[RECORD SET]
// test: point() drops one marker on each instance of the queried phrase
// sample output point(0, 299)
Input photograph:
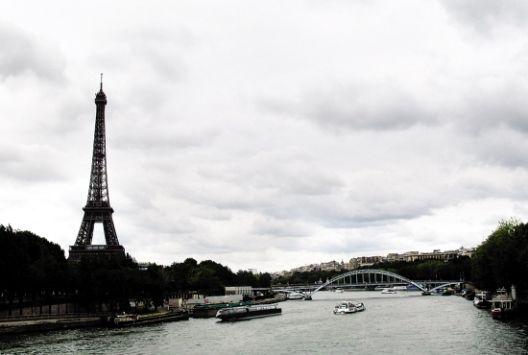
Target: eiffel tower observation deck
point(97, 209)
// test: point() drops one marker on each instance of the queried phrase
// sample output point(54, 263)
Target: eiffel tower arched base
point(77, 252)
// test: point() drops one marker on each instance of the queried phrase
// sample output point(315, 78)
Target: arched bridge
point(371, 278)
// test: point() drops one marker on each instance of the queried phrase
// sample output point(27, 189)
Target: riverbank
point(39, 324)
point(76, 321)
point(405, 323)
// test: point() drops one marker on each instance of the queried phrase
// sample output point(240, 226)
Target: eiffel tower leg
point(85, 232)
point(110, 233)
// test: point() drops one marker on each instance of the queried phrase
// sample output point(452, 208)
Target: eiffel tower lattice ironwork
point(97, 209)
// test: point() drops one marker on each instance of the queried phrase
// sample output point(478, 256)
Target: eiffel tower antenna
point(97, 209)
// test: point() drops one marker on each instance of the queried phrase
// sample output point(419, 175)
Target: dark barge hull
point(250, 314)
point(136, 320)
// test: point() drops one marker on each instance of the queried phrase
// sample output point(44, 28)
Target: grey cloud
point(30, 164)
point(485, 15)
point(504, 104)
point(380, 107)
point(22, 53)
point(279, 228)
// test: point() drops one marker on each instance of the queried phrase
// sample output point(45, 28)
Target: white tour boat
point(347, 307)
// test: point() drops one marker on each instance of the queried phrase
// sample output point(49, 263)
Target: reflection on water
point(405, 323)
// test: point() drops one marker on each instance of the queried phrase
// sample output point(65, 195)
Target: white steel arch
point(395, 277)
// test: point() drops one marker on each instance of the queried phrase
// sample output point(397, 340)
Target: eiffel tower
point(97, 209)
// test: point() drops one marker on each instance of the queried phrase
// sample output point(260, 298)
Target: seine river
point(405, 323)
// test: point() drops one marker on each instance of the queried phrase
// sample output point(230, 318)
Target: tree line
point(34, 271)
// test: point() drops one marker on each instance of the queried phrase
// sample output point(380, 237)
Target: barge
point(248, 312)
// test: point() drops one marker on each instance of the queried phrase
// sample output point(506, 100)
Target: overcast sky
point(268, 134)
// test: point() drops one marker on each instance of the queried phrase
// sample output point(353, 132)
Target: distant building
point(331, 266)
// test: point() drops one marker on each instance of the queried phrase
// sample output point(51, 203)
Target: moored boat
point(295, 295)
point(360, 307)
point(127, 319)
point(481, 300)
point(501, 305)
point(248, 312)
point(347, 307)
point(209, 310)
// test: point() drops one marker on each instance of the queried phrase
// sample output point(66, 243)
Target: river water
point(405, 323)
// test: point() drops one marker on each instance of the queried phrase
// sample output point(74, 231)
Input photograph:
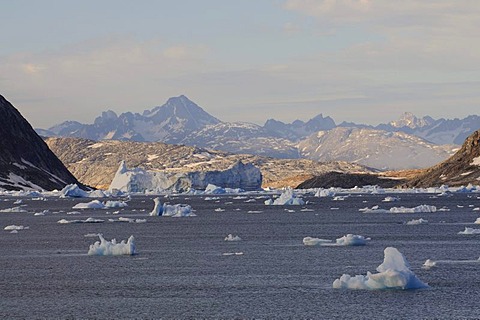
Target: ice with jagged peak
point(416, 222)
point(231, 237)
point(112, 248)
point(470, 231)
point(166, 210)
point(322, 193)
point(238, 176)
point(393, 273)
point(418, 209)
point(288, 197)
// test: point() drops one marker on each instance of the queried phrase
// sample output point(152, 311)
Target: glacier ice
point(393, 273)
point(239, 175)
point(288, 197)
point(112, 248)
point(177, 210)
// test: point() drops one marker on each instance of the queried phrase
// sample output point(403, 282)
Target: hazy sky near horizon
point(364, 61)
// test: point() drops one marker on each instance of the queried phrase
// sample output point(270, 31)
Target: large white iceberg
point(112, 248)
point(239, 175)
point(177, 210)
point(393, 273)
point(286, 198)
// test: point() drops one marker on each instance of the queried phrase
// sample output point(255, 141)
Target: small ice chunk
point(112, 248)
point(352, 240)
point(231, 237)
point(310, 241)
point(15, 227)
point(94, 204)
point(417, 221)
point(428, 264)
point(393, 273)
point(470, 231)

[WRITTEN TASK] Give back the entries verbatim. Do not include any picture.

[EXERCISE RESULT]
// test: point() drops one marker on each instance of the queried phrase
// sample output point(0, 299)
Input photograph:
Target: eiffel tower observation deck
point(97, 209)
// test: point() drops one marker on each instance of the queried phrase
// sample output point(54, 263)
Target: eiffel tower arched base
point(77, 252)
// test: point() drops one marker on each instance of the queried phrase
// sample output point(315, 78)
Target: arched bridge
point(371, 278)
// test: point() drops one marker on each instance of the queried phrase
// sample output point(27, 189)
Target: riverbank
point(39, 324)
point(76, 321)
point(405, 323)
// test: point() drops one marker on each instance of the queried phrase
// sample output point(240, 226)
Target: eiffel tower leg
point(85, 232)
point(110, 233)
// test: point() drops one marker on each instance of the queried phrase
// sample output point(452, 208)
Target: eiffel tower lattice ironwork
point(97, 209)
// test: point() drops one marker on each instance of the queried phrase
// sample output point(478, 256)
Target: eiffel tower antenna
point(97, 209)
// test: point() drops one marker on each instance of the queried phrase
// sample output point(419, 175)
Target: dark barge hull
point(250, 314)
point(136, 320)
// test: point() drops one marker on each instance of the queried phrase
// sample output point(44, 28)
Target: grey cloud
point(30, 164)
point(485, 15)
point(504, 104)
point(380, 107)
point(22, 53)
point(279, 228)
// test: point() drops one marker on each instance of the queried phrase
// sample output point(45, 28)
Target: white tour boat
point(347, 307)
// test: point() drops one marker on each instance of the queried phrase
// sample output point(49, 263)
Target: reflection on water
point(405, 323)
// test: point() drops one marker on each instance of the queried phrase
// sample output point(65, 195)
Target: white steel arch
point(395, 277)
// test: point() drops one marker on each instance of the queried phrase
// sample output point(397, 340)
Target: eiffel tower
point(97, 209)
// test: point() drops one marker on each instance of the queried phrase
// sample output point(260, 298)
Target: seine river
point(405, 323)
// test: point() drops one marker on each instance of the queried phrase
// sample output point(230, 318)
Target: tree line
point(34, 271)
// test: point() drops one marker on each instance of the queried phrase
// sample output point(380, 237)
Target: barge
point(248, 312)
// test: point() drops one marker on each instance of the queried phrase
// sample output point(506, 100)
Target: overcast sky
point(268, 134)
// test: point() drops one marker on each instance of the queried phrase
// sample output point(353, 132)
Target: distant building
point(331, 266)
// test: point() drops one marker on each instance of the queried phrase
// sample output point(51, 203)
Target: moored boat
point(295, 295)
point(360, 307)
point(127, 319)
point(481, 300)
point(501, 305)
point(248, 312)
point(347, 307)
point(209, 310)
// test: point() drops one marker on each instance of the queried phrase
// sample output point(66, 243)
Target: river water
point(405, 323)
// test: point() drops one marker on each instance of the queried phrase
// sample output point(74, 231)
Input photograph:
Target: ice with jagged peak
point(416, 222)
point(231, 237)
point(112, 248)
point(470, 231)
point(166, 210)
point(322, 193)
point(238, 176)
point(393, 273)
point(418, 209)
point(288, 197)
// test: point() drops one marker on each instance of the queried phrase
// sample output point(152, 311)
Target: glacier ice
point(393, 273)
point(239, 175)
point(288, 197)
point(112, 248)
point(177, 210)
// test: point() drops one marker on each instance of the queried phrase
// sample output point(403, 282)
Target: hazy sky near horizon
point(364, 61)
// test: point() drops one marker on each instance of the queried phrase
// sample output point(270, 31)
Target: large white iceberg
point(112, 248)
point(239, 175)
point(177, 210)
point(393, 273)
point(286, 198)
// test: point() drops one marker on each instance of the queried phrase
// sample output point(255, 141)
Target: small ice chunk
point(112, 248)
point(352, 240)
point(231, 237)
point(310, 241)
point(15, 227)
point(94, 204)
point(417, 221)
point(428, 264)
point(393, 273)
point(470, 231)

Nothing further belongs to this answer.